Material for this task:

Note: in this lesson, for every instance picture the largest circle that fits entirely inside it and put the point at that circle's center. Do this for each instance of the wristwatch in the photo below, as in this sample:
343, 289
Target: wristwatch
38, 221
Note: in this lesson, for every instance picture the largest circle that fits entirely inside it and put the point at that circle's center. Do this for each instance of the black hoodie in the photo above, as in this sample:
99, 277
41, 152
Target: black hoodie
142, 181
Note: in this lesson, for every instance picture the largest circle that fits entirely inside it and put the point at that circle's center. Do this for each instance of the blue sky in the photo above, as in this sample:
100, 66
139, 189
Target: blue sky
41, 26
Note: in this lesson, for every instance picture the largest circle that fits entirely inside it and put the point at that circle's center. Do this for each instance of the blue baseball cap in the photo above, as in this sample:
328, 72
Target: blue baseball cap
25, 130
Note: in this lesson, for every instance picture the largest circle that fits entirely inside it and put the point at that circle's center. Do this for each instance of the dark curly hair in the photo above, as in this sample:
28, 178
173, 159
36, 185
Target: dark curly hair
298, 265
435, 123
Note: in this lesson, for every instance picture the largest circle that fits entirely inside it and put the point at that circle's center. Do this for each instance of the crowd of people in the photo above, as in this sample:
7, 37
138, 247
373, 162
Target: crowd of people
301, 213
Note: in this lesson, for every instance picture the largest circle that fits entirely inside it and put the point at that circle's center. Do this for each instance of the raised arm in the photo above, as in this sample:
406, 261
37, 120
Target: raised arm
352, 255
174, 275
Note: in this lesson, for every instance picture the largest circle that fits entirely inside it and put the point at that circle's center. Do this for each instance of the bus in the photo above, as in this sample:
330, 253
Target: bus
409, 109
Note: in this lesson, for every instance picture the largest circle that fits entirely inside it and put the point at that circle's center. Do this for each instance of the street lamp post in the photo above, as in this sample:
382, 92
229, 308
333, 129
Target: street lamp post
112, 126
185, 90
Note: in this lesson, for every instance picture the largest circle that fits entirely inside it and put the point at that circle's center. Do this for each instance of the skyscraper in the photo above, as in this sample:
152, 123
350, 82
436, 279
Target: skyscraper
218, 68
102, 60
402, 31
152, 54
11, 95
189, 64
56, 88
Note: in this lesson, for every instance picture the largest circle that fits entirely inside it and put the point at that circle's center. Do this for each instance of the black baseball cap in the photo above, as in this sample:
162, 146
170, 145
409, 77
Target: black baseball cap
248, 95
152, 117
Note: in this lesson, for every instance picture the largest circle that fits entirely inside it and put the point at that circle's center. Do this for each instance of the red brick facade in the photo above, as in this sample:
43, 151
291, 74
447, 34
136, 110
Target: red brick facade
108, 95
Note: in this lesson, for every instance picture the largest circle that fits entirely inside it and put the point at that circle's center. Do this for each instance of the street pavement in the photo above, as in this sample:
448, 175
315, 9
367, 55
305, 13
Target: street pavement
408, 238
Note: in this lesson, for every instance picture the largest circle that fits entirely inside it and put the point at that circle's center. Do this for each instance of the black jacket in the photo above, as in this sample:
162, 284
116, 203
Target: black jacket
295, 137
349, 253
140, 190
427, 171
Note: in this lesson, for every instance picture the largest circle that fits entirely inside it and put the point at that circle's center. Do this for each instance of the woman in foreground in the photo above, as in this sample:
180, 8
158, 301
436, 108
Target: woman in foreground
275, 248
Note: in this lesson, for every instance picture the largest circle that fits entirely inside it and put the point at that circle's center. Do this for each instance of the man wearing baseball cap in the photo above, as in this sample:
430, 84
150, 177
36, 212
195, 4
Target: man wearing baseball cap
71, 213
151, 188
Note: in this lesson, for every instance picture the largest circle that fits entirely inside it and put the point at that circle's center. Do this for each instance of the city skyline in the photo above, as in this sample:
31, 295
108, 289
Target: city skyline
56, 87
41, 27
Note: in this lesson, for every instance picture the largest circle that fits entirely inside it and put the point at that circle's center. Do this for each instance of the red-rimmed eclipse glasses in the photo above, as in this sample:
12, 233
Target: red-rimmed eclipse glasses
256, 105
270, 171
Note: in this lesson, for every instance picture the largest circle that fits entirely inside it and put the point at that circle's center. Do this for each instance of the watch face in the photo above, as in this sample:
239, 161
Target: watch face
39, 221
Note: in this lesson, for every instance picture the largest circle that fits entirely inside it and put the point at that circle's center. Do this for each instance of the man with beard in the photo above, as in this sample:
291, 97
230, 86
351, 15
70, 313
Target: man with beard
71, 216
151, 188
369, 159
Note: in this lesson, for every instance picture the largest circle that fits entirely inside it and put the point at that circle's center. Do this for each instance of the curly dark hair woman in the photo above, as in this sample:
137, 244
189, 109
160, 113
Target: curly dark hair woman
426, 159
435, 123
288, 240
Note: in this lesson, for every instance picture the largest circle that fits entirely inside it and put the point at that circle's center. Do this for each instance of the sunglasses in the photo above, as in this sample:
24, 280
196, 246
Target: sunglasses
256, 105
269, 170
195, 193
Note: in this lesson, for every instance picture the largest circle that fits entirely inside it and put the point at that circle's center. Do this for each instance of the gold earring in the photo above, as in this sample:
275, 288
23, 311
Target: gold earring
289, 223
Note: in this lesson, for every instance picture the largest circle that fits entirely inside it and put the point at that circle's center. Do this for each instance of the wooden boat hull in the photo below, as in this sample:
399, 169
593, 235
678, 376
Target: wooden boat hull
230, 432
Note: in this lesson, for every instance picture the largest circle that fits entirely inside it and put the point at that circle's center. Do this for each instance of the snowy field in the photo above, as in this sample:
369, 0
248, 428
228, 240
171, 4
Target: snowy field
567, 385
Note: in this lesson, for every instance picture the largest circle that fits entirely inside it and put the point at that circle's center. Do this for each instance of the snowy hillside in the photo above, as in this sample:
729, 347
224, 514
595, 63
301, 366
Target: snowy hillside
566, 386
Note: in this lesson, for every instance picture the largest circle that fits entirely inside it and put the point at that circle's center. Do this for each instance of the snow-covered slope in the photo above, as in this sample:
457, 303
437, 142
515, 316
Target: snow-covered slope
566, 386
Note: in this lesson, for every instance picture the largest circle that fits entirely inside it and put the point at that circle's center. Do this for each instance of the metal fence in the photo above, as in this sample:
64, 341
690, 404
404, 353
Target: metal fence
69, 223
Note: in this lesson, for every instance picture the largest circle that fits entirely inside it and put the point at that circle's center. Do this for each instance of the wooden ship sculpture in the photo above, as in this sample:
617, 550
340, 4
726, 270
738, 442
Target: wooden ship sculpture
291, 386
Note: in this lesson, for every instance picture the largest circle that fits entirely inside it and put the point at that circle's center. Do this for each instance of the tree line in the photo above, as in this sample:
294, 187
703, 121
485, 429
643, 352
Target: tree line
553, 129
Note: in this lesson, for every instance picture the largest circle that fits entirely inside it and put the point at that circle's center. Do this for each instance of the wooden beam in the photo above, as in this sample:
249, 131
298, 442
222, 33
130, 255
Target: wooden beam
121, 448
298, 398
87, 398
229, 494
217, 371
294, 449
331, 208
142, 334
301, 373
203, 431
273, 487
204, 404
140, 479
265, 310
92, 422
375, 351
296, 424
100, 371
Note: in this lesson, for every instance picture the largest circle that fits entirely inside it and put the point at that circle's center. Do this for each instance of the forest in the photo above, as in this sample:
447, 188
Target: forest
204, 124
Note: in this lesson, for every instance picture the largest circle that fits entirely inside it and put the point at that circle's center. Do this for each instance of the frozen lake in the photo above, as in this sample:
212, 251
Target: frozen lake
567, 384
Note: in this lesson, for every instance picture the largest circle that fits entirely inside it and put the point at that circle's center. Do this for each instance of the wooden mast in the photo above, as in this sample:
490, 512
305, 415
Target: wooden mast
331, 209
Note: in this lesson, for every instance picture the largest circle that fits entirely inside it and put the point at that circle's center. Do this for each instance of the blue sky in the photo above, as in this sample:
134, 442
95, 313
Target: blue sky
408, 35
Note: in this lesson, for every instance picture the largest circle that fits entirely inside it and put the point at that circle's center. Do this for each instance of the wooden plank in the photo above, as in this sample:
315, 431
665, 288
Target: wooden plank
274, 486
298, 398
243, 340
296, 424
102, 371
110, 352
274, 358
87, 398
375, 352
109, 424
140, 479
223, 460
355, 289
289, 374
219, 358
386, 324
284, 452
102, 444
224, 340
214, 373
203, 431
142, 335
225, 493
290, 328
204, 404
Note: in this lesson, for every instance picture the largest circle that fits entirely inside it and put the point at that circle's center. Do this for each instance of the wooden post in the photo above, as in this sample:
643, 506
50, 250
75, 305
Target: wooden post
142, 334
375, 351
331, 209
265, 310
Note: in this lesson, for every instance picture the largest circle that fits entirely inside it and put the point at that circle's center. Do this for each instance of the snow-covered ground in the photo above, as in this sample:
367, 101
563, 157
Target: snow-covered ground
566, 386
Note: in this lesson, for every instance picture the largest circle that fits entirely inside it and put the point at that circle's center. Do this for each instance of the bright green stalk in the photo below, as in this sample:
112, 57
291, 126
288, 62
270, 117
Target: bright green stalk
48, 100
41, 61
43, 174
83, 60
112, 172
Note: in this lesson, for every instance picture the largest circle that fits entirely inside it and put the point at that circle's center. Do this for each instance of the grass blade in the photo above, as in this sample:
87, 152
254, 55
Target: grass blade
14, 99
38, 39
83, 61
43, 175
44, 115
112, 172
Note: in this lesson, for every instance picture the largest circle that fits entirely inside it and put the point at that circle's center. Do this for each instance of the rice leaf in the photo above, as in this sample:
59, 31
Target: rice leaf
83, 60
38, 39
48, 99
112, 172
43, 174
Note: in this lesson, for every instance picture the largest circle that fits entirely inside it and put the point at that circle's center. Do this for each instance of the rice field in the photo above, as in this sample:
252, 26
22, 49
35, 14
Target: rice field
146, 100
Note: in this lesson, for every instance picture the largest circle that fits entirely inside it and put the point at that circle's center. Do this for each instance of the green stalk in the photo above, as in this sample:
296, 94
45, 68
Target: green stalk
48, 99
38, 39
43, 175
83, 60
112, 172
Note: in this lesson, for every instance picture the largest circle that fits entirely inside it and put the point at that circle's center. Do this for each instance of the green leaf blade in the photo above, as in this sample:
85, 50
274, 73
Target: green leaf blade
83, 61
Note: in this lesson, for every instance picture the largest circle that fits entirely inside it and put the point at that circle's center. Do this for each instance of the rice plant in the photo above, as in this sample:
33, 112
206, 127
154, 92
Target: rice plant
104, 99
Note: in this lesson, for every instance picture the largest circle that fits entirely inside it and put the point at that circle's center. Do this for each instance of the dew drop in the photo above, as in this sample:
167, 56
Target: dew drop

Directions for this task:
Can you reproduce, character for character, the stretch of lines from the one containing "the rice plant" through the last line above?

Solved exercise:
Note: in this lesson, for every instance picture the largest circle that fits entirely inside it and put the point at that circle's center. Do this for each instance of the rice plant in the photo above, as in this sample:
33, 112
206, 127
154, 92
Target: rice plant
104, 99
Note: in this lesson, for every instance picture the largest circle that fits entirely inside it and put the point at that circle's center. Do this for each instance of the dew drop in the photo above, as in this sample:
167, 56
Target: dew drop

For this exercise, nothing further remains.